_Selected excerpt:_
_ _ _ _
For example, you can use the enrich processor to:

* Identify web services or vendors based on known IP addresses
* Add product information to retail orders based on product IDs
* Supplement contact information based on an email address
* Add postal codes based on user coordinates


[float]
[[enrich-setup]]
=== Set up an enrich processor

To set up an enrich processor and learn how it works,
follow these steps:

. Check the <<enrich-prereqs, prerequisites>>.
. <<create-enrich-source-index>>.
. <<create-enrich-policy>>.
. <<execute-enrich-policy>>.
. <<add-enrich-processor>>.
. <<ingest-enrich-docs>>.

Once you have an enrich processor set up,
you can <<update-enrich-data,update your enrich data>>
and <<update-enrich-policies, update your enrich policies>>
using the <<enrich-apis,enrich APIs>>.

[IMPORTANT]
====
The enrich processor performs several operations
and may impact the speed of your <<pipeline,ingest pipeline>>.

We strongly recommend testing and benchmarking your enrich processors
before deploying them in production.

We do not recommend using the enrich processor to append real-time data.
The enrich processor works best with reference data
that doesn't change frequently.
====

[float]
[[enrich-prereqs]]
==== Prerequisites

include::{docdir}/ingest/apis/enrich/put-enrich-policy.asciidoc[tag=enrich-policy-api-prereqs]

[float]
[[create-enrich-source-index]]
==== Create a source index

To begin,
create one or more source indices.

A _source index_ contains data you want to append to incoming documents.
You can index and manage documents in a source index
like a regular index.

The following <<docs-index_,index API>> request creates the `users` source index
containing user data.
This request also indexes a new document to the `users` source index.
_ _ _ _
_Records supplied:_
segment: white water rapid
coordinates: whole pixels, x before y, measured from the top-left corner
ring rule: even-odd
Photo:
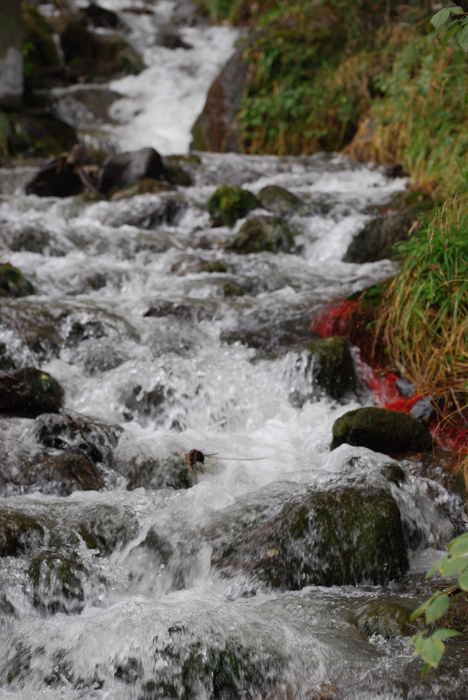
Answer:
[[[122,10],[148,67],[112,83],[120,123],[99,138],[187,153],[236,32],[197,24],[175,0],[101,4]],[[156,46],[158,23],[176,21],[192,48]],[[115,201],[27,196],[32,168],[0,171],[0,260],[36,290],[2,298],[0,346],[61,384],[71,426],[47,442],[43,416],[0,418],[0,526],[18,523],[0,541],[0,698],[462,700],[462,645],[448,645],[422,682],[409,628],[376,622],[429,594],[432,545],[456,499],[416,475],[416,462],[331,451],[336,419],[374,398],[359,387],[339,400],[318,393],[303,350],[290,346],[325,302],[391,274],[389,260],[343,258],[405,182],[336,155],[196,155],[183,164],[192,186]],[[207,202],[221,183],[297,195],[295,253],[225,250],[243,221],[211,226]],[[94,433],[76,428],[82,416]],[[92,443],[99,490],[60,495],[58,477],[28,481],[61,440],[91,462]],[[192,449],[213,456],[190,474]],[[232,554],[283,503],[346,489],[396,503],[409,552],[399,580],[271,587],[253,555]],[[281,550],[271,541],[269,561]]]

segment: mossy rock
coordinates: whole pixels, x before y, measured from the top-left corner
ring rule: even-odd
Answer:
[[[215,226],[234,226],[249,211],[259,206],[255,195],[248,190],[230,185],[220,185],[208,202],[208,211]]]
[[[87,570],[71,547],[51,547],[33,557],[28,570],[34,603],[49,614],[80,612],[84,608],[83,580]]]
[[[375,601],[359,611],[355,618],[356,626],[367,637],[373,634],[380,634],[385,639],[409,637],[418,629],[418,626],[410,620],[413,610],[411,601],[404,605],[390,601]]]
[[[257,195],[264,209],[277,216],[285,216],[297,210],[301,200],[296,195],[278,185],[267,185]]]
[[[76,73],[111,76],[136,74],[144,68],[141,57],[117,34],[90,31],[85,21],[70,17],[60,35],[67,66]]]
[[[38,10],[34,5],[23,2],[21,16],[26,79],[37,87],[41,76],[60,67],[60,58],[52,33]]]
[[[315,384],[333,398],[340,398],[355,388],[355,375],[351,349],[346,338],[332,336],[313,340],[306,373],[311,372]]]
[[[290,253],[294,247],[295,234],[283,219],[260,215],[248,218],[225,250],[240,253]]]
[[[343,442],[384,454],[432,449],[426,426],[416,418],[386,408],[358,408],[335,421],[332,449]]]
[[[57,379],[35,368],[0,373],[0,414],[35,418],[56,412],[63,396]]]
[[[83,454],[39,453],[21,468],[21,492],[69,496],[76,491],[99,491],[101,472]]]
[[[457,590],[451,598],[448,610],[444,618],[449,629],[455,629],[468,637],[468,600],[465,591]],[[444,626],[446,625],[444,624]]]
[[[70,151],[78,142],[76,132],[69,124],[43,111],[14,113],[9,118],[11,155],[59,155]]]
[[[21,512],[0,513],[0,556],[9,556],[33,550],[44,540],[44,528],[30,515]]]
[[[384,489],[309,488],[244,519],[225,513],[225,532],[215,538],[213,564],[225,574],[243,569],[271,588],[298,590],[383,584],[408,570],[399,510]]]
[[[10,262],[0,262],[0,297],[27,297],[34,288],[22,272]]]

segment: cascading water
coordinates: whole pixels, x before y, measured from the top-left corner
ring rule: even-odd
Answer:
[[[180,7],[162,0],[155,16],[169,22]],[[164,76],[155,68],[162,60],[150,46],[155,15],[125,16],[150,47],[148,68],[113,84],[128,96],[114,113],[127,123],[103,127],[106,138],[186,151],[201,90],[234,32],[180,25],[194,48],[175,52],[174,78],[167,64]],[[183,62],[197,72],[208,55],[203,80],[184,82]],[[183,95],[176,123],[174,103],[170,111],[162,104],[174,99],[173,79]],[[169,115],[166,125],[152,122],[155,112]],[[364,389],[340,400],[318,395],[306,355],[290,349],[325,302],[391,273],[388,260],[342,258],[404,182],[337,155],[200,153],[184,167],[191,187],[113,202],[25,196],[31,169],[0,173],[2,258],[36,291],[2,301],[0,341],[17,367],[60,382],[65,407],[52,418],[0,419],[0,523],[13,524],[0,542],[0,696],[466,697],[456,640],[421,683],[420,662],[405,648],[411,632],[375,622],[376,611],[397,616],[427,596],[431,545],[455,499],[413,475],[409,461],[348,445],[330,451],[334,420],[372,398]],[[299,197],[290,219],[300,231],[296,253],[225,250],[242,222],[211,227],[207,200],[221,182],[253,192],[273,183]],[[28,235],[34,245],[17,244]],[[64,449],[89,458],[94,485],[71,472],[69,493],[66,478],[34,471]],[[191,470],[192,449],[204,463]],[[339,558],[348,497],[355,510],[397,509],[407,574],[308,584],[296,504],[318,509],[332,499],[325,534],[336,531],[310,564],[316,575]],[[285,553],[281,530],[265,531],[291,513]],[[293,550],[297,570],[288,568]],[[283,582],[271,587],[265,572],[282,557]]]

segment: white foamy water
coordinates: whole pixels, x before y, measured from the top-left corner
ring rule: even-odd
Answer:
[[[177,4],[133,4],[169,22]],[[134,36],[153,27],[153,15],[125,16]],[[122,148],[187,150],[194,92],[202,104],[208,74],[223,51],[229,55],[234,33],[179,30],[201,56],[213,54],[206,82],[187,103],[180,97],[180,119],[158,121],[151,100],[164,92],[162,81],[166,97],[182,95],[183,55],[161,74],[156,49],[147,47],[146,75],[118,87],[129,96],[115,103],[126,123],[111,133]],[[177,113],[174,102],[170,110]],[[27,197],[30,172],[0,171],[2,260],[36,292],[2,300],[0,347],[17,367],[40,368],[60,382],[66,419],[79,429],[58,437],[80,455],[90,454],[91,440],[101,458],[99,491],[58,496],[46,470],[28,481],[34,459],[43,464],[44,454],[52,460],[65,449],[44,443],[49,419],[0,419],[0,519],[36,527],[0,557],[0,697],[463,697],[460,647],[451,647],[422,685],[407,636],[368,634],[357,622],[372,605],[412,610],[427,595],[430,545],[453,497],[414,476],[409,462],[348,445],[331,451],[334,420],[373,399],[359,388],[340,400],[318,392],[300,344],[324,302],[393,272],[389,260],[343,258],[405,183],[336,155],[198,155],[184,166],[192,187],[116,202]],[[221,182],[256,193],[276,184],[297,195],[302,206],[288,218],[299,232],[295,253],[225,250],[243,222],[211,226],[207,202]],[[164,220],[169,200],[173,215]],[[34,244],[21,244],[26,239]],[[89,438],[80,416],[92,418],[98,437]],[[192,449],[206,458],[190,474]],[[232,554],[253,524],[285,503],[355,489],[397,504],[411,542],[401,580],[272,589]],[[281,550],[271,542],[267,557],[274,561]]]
_ _ _ _
_Your tasks:_
1. Return the part of the enrich processor documentation starting with "Once you have" and going on through "your <<pipeline,ingest pipeline>>.", copied word for word.
2. Please take the enrich processor documentation further, picking up right after its final sentence.

_Solved tasks:_
1.
Once you have an enrich processor set up,
you can <<update-enrich-data,update your enrich data>>
and <<update-enrich-policies, update your enrich policies>>
using the <<enrich-apis,enrich APIs>>.

[IMPORTANT]
====
The enrich processor performs several operations
and may impact the speed of your <<pipeline,ingest pipeline>>.

2.
[source,console]
----
PUT /users/_doc/1?refresh=wait_for
{
    "email": "mardy.brown@asciidocsmith.com",
    "first_name": "Mardy",
    "last_name": "Brown",
    "city": "New Orleans",
    "county": "Orleans",
    "state": "LA",
    "zip": 70116,
    "web": "mardy.asciidocsmith.com"
}
----

You also can set up {beats-ref}/getting-started.html[{beats}],
such as a {filebeat-ref}/filebeat-getting-started.html[{filebeat}],
to automatically send and index documents
to your source indices.
See {beats-ref}/getting-started.html[Getting started with {beats}].


[float]
[[create-enrich-policy]]
==== Create an enrich policy

Use the <<put-enrich-policy-api,put enrich policy API>>
to create an enrich policy.

include::{docdir}/ingest/apis/enrich/put-enrich-policy.asciidoc[tag=enrich-policy-def]

[source,console]
----
PUT /_enrich/policy/users-policy
{
    "match": {
        "indices": "users",
        "match_field": "email",
        "enrich_fields": ["first_name", "last_name", "city", "zip", "state"]
    }
}
----
// TEST[continued]


[float]
[[execute-enrich-policy]]
==== Execute an enrich policy

Use the <<execute-enrich-policy-api,execute enrich policy API>>
to create an enrich index for the policy.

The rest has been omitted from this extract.